Among the records, which lines include "women"? List them.

--- Given information Enclosed Below ---

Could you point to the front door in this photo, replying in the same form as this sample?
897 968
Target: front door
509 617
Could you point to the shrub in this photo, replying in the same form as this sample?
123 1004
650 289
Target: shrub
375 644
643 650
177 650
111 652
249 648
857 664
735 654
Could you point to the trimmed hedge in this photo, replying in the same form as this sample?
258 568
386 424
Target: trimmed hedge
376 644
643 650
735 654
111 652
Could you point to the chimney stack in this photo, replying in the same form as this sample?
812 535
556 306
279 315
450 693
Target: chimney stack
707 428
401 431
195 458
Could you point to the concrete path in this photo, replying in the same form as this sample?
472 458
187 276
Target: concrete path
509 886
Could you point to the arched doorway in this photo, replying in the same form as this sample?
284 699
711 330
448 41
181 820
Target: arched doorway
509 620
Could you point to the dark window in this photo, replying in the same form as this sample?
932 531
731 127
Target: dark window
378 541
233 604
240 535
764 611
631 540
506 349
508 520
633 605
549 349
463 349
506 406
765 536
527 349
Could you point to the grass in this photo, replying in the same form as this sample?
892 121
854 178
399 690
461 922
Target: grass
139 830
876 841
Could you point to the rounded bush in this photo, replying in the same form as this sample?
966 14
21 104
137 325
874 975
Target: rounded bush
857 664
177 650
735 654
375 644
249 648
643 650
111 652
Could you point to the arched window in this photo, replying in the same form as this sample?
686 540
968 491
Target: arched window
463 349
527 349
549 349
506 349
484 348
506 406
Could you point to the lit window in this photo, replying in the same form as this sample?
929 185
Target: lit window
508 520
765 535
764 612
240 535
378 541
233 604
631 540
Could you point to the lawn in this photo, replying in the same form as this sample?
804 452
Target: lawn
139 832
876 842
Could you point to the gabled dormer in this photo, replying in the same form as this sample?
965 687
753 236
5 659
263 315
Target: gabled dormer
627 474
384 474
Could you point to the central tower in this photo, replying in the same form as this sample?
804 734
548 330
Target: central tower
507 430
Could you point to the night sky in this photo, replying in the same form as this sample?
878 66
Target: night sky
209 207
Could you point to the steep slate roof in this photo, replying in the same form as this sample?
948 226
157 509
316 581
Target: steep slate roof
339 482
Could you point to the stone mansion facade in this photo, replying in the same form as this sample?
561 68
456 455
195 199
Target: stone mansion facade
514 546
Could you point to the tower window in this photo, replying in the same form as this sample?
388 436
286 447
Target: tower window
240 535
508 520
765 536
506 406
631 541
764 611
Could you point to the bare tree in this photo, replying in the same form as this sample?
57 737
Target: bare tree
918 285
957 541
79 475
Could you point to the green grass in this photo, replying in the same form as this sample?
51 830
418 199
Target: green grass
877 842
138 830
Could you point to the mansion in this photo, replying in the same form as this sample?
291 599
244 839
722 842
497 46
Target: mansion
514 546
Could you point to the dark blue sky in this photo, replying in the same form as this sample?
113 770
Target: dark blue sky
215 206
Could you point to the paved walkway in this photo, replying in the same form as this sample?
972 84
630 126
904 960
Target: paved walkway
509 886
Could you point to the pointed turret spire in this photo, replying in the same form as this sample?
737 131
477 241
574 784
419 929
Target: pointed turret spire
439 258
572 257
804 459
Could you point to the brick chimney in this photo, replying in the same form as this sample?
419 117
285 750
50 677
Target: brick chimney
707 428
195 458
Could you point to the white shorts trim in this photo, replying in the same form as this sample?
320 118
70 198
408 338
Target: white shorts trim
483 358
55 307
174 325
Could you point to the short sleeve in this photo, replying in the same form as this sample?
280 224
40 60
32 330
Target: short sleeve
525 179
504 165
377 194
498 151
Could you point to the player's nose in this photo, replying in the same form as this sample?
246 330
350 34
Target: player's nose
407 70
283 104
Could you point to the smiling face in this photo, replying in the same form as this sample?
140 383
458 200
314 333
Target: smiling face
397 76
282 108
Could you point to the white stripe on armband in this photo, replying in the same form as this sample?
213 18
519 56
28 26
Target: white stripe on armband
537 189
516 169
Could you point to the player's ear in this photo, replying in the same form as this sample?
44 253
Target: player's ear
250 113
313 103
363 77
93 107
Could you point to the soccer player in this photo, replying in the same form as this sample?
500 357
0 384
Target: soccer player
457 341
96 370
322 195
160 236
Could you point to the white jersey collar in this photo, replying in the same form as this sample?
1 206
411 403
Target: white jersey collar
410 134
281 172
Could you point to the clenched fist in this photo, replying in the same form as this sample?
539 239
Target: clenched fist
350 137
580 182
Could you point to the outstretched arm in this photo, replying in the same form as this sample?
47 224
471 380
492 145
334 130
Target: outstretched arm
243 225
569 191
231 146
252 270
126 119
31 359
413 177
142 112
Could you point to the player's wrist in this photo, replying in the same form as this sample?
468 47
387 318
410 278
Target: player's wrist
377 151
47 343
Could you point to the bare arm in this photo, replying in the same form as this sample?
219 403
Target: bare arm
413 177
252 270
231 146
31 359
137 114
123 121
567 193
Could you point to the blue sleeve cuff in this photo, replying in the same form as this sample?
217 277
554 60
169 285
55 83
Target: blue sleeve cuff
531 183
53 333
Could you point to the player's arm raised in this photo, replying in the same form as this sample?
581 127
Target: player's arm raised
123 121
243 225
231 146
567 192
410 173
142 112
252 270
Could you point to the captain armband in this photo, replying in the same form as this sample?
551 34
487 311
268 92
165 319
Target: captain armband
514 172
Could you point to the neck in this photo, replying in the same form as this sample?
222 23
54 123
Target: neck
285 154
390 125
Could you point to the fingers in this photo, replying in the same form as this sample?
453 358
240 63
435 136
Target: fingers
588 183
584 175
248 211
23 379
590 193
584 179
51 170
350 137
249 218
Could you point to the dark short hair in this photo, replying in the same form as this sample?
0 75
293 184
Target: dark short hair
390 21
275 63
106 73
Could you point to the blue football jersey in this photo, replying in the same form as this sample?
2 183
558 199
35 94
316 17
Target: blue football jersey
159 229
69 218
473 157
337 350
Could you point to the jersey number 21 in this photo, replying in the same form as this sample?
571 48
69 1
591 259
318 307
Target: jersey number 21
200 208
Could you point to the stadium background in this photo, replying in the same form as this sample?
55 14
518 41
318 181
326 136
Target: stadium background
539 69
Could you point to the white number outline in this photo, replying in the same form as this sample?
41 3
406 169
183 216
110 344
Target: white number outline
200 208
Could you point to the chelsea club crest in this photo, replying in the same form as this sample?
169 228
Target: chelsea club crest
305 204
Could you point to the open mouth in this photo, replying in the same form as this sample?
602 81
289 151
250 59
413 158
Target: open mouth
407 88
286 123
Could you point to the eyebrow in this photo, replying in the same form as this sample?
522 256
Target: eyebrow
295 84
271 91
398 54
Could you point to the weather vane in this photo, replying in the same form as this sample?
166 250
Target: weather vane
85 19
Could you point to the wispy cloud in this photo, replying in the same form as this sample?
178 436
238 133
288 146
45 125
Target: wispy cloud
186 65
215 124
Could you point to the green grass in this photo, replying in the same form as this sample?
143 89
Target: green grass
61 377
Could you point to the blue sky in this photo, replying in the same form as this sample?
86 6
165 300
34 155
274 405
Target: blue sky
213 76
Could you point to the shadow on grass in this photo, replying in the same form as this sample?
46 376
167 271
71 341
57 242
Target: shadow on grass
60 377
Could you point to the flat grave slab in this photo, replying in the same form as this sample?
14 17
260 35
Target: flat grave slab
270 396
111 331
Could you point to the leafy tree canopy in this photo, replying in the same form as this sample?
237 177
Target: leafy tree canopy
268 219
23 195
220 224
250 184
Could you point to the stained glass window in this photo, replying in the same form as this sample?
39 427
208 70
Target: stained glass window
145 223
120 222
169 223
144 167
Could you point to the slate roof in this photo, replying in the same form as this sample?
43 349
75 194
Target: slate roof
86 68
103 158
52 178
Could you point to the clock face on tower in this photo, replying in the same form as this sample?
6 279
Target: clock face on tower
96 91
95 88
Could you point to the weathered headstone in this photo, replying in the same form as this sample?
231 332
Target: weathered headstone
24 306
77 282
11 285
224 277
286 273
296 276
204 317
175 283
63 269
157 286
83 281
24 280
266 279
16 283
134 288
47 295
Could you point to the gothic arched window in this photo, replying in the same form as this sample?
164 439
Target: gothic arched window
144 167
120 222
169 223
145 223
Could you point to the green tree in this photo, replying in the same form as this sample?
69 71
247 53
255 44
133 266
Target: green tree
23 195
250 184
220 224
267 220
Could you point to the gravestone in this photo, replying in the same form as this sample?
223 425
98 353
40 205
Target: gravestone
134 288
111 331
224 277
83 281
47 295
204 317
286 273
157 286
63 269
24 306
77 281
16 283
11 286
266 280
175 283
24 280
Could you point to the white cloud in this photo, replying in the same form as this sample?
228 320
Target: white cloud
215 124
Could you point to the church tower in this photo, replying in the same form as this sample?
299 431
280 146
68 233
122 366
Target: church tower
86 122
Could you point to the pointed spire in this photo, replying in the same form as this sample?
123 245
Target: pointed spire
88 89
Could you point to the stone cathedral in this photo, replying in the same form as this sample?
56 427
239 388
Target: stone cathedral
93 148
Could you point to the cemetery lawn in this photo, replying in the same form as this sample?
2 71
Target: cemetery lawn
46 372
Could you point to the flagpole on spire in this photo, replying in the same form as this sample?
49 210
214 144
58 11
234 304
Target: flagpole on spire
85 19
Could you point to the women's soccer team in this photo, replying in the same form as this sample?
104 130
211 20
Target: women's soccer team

--- End of Enclosed Given information ---

■ Your solution
Could you point to the women's soccer team in this photo, replying in the same form as this sample?
Target: women's soccer team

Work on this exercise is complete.